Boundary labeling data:
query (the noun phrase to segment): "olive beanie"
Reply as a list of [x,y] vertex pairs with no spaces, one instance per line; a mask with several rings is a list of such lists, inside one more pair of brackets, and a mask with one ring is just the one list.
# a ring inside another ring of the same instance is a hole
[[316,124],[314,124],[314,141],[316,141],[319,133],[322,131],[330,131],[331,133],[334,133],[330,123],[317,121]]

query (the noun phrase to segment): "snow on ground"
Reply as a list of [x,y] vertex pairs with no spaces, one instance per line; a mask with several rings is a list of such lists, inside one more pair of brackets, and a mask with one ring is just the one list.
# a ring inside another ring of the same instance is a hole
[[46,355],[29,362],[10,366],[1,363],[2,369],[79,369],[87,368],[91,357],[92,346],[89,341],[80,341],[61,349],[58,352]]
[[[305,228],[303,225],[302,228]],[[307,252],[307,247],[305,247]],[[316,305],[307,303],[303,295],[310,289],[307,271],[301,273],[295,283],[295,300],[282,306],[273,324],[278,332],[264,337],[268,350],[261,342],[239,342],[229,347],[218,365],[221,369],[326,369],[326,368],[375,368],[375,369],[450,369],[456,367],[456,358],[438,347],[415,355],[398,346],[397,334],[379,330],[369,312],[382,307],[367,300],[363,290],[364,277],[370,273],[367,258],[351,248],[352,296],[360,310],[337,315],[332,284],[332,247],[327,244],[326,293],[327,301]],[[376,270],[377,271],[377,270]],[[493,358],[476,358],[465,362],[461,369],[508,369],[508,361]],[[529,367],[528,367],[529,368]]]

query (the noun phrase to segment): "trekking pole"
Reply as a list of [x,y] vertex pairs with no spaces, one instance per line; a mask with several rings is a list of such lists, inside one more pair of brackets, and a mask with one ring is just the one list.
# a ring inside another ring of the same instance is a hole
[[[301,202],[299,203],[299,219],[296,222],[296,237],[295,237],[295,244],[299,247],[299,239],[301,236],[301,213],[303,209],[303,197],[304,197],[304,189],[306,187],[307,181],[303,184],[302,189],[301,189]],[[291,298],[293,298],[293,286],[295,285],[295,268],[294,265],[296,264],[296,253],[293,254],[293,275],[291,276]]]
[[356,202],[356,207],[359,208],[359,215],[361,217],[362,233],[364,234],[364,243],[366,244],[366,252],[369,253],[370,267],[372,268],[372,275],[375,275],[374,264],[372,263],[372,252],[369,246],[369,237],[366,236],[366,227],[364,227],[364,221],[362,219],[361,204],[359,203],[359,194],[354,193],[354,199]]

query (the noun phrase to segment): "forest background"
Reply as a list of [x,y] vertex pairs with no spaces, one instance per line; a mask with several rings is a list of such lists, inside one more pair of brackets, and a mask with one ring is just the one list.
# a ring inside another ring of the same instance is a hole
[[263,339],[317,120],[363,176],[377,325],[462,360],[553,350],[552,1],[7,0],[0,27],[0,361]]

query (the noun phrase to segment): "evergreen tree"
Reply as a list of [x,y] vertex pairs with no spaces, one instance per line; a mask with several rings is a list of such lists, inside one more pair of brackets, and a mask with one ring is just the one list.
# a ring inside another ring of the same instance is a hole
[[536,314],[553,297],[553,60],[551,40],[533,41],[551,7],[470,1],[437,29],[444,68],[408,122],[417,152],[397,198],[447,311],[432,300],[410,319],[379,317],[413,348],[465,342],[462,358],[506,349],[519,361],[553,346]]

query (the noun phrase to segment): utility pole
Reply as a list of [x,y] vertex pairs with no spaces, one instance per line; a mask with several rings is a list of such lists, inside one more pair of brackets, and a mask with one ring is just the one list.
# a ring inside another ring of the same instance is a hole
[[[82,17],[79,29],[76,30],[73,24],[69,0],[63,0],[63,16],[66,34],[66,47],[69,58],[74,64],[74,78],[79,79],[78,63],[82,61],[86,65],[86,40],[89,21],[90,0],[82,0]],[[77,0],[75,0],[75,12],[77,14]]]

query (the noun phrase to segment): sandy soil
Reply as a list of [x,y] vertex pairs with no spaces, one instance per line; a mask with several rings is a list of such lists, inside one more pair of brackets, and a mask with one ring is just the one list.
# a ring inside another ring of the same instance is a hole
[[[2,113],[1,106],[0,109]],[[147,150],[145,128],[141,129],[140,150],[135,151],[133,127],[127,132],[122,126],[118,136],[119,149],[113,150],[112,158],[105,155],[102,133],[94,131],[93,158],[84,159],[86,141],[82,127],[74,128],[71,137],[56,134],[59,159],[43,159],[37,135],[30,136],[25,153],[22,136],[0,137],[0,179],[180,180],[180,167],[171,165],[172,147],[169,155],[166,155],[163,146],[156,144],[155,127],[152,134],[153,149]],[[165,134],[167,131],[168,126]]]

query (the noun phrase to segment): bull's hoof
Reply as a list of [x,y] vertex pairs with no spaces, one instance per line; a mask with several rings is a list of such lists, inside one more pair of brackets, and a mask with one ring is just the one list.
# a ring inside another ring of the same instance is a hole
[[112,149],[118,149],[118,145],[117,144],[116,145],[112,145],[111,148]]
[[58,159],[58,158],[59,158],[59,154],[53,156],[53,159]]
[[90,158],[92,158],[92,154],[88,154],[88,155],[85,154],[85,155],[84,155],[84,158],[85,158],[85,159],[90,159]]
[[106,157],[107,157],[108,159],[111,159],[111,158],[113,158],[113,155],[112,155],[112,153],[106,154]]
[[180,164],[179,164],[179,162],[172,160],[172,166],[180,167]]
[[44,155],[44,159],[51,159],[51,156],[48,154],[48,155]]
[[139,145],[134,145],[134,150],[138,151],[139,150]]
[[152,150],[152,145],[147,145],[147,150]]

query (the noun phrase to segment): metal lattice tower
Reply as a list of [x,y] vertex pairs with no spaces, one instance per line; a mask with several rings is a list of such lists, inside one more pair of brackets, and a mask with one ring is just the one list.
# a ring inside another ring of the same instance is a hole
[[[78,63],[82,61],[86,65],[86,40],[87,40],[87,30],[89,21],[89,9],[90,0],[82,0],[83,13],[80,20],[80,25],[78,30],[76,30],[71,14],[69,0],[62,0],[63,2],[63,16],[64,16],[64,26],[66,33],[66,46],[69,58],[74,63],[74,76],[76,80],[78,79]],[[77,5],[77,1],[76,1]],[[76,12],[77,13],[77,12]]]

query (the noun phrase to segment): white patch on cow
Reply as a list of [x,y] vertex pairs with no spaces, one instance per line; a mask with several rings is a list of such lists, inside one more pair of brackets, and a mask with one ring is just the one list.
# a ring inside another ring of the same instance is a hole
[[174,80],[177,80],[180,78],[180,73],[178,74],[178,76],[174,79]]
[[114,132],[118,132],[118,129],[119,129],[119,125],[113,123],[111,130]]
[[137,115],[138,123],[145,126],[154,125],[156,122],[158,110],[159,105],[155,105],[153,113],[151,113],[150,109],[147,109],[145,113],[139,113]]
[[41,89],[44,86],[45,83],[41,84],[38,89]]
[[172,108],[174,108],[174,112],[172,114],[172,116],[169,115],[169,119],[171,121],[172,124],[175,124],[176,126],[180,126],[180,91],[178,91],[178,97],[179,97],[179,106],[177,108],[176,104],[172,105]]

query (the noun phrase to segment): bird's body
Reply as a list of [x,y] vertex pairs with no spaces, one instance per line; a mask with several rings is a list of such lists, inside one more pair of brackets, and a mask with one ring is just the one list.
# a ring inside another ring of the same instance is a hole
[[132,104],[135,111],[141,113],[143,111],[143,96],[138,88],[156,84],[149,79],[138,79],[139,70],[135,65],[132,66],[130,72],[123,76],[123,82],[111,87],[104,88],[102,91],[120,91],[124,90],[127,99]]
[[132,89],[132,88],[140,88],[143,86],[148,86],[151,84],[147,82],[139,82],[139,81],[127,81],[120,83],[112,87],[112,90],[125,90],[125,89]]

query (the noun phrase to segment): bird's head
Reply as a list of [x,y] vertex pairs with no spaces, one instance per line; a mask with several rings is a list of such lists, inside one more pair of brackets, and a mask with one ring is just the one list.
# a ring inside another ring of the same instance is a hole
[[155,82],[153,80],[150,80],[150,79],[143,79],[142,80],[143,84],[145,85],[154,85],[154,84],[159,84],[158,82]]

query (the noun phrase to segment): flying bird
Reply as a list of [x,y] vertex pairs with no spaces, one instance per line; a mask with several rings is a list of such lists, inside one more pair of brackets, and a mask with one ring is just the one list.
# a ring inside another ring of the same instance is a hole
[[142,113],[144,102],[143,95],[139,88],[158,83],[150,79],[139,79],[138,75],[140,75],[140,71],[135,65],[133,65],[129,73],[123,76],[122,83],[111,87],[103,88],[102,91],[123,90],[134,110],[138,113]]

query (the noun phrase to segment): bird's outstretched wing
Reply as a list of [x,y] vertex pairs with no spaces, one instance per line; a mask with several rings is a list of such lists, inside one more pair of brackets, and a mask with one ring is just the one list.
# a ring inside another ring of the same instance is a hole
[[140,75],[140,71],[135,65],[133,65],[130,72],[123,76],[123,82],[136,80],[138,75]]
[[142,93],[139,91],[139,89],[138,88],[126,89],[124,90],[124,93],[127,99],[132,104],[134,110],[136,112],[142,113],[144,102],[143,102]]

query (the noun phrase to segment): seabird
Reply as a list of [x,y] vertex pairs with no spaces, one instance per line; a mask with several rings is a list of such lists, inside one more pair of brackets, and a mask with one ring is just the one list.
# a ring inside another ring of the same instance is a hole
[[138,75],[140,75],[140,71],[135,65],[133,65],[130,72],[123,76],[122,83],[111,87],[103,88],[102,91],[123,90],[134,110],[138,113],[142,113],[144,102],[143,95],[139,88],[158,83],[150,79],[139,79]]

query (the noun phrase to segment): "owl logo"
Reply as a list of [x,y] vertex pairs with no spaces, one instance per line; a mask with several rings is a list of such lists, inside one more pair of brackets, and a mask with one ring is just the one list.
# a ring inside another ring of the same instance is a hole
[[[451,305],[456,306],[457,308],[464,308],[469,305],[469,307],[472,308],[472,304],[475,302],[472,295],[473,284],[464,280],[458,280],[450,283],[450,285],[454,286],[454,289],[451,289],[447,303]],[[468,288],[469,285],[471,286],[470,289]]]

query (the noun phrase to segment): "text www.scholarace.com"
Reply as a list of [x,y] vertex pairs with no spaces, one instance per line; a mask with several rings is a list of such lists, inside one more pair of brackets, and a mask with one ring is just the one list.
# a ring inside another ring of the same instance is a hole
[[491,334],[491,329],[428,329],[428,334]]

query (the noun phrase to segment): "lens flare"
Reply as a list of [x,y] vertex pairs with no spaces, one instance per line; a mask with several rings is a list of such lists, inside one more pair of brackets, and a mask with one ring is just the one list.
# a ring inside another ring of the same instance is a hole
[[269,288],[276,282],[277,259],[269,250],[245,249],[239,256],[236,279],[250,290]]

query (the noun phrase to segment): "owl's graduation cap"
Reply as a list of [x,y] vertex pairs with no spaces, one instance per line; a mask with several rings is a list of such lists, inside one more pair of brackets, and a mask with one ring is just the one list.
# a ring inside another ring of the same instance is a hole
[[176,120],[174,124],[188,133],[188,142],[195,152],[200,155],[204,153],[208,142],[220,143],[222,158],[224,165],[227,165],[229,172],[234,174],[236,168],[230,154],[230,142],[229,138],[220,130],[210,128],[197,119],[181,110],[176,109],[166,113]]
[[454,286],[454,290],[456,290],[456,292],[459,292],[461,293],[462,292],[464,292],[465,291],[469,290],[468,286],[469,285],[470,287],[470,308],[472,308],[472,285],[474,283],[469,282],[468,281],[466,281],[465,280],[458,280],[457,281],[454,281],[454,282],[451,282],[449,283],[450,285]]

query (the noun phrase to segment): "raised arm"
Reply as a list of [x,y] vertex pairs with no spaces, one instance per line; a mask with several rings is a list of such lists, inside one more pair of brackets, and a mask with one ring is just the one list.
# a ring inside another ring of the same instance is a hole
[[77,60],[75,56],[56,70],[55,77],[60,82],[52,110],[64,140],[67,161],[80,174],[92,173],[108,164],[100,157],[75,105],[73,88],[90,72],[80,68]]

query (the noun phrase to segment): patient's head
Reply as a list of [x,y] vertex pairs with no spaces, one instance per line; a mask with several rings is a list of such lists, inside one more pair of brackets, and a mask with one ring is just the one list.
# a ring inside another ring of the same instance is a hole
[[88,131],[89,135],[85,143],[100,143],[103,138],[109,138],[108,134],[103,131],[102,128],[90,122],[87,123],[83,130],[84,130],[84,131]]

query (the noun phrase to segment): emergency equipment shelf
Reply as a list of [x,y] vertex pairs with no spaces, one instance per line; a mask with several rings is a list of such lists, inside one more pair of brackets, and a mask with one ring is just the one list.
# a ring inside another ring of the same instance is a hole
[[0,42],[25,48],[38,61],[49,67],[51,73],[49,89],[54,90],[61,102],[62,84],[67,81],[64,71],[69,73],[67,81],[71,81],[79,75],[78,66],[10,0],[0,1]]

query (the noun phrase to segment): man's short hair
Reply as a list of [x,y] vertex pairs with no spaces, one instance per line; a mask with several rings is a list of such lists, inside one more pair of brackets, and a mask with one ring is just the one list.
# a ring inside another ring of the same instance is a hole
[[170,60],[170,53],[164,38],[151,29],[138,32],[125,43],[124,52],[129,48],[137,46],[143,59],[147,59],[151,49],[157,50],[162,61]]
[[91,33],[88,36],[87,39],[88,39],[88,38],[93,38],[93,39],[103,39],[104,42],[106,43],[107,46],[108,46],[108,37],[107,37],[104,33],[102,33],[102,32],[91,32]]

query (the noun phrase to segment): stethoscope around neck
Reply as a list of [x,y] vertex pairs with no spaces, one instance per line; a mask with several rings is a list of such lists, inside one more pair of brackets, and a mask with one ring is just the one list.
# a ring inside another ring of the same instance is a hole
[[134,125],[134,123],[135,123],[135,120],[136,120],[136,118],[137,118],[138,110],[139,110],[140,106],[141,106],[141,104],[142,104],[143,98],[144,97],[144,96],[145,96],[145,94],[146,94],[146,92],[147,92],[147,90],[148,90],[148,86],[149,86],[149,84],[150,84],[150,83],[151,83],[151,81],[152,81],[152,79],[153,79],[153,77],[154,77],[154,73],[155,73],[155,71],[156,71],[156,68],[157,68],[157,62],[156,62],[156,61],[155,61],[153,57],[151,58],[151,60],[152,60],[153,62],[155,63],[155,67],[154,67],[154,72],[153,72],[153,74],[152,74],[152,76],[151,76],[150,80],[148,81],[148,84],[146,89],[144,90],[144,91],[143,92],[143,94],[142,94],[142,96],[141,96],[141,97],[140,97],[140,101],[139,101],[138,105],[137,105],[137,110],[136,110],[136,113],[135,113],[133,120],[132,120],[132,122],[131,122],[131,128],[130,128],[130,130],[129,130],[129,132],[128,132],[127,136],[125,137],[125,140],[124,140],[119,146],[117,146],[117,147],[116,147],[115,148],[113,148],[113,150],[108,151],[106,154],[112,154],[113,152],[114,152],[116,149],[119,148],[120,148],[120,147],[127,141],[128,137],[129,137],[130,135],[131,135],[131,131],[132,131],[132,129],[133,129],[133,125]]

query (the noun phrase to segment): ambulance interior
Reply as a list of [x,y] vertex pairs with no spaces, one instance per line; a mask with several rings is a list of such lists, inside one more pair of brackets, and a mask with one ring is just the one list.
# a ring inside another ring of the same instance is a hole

Problem. Write out the lines of the data above, verbatim, from the line containing "query (the noun phrase to segment): seabird" to the line containing "[[491,334],[491,329],[428,329],[428,334]]", including both of those lines.

Solution below.
query (the noun phrase to segment): seabird
Reply as a list of [x,y] vertex pairs with no spaces, one instance per line; a mask with several rings is a list of such lists, inside one more pair of brackets, and a mask with one ring is just the one list.
# a ring inside another ring of the same instance is a hole
[[138,75],[140,75],[140,71],[135,65],[133,65],[130,72],[123,76],[122,83],[111,87],[103,88],[102,91],[123,90],[134,110],[138,113],[142,113],[144,102],[143,95],[139,88],[158,83],[150,79],[139,79]]

query (the noun phrase to segment): "owl logo"
Reply as a list of [x,y] vertex pairs with no spaces, one instance per line; a mask with several rings is a list of such lists, inside one more pair of brackets, and a mask with one ring is just the one list.
# a ring inside another ring of the same instance is a hole
[[[451,305],[456,306],[457,308],[464,308],[469,305],[469,307],[472,308],[472,304],[475,302],[472,295],[473,284],[464,280],[458,280],[450,283],[450,285],[454,286],[454,289],[451,289],[447,303]],[[468,288],[469,285],[471,286],[470,289]]]

query (the noun phrase to segment): "text www.scholarace.com"
Reply as a list of [x,y] vertex pairs with no spaces, one instance per line; a mask with several rings is a list of such lists, inside one more pair of brackets, and a mask with one ring is just the one list.
# a ring inside another ring of the same instance is a hole
[[491,334],[491,329],[428,329],[428,334]]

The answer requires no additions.